▶ **DESCRIPTION OF THE TASK**
Answer these questions using the Billie Dove biography below:
(a) What name was Billie Dove born with?
(b) Who arranged for her to work in Hollywood films?
(c) In what year did she marry Irvin Willat?

▶ **SELECTED PASSAGE**
__________________________________________________
Billie Dove - Biography

In her silent heyday, this ravishing and highly photogenic star, known for her voluptuous femininity on the silent screen, rivaled that of Mary Pickford, Marion Davies and Clara Bow in popularity. She retired after only a few years into the talking picture era, however, and is not as well-remembered in today's film circles as the aforementioned.

Billie Dove was born Lillian Bohny on May 14, 1903 (several sources list 1900), to Swiss parents Charles and Bertha Bohny who emigrated to New York City before she was born. Educated in private schools in Manhattan, she was already singled out as quite a beauty by her early teens. By 15 and 16 she was helping to support the family by working as both a photographer's and artist's model. It is said that the renowned poster painter/illustrator James Montgomery Flagg sketched her during this period. Although she could neither sing nor dance all that well, this stunning beauty was subsequently hired by Broadway impresario Florenz Ziegfeld Jr. to appear in his famous Follies. She was eventually given solo entrances in his extravaganzas (one was for the song "A Pretty Girl Is Like a Melody"), and also appeared as gorgeous window dressing in a few of his Follies' sideshows--the "Midnight Frolics" and "Nine O'Clock Revues"--all between 1918-20. She also served as a dancing replacement in Ziegfeld's Broadway show "Sally," which headlined Marilyn Miller, in 1921.

A burgeoning affair between Dove and Ziegfeld prompted Ziegfeld's wife Billie Burke to arrange work for the young starlet in Hollywood films. She made her feature debut in George M. Cohan's Get-Rich-Quick Wallingford (1921), based on the 1910 Broadway play; the cameras instantly fell in love with the beautiful newcomer. She was immediately put into a starring role in only her second picture, the backstage romantic drama At the Stage Door (1921), the story of a chorus girl and her sister (also a chorine) who compete for the affections of a wealthy patron. From there Billie went on to appear opposite some of Hollywood's most popular leading men--from glossy, dramatic stars such as John Gilbert and Warner Baxter to sturdy cowboy idols Tom Mix and Hoot Gibson--and in several different genres. Billie also graced a number of pictures helmed by Irvin Willat, whom she married in 1923. These included La force du sang (1923) co-starring Lon Chaney; the Zane Grey western Le vagabond du désert (1924); Les pirates de l'air (1925) with Baxter and Douglas Fairbanks; and The Ancient Highway (1925).
__________________________________________________
▶ **STORED DATA**
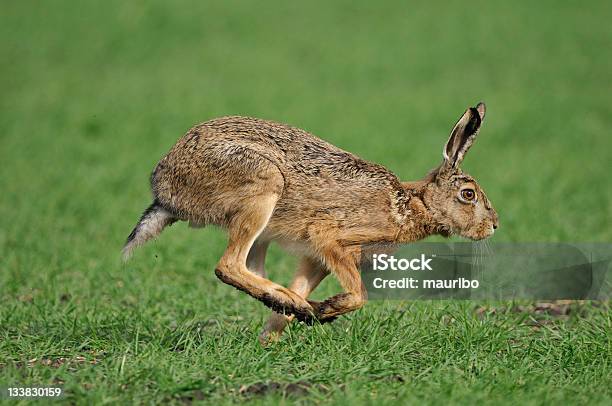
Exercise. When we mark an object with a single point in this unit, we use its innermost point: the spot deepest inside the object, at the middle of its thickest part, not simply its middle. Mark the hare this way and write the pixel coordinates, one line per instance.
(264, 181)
__________________________________________________
▶ **PROBLEM SOLUTION**
(a) Lillian Bohny
(b) Billie Burke, Ziegfeld's wife
(c) 1923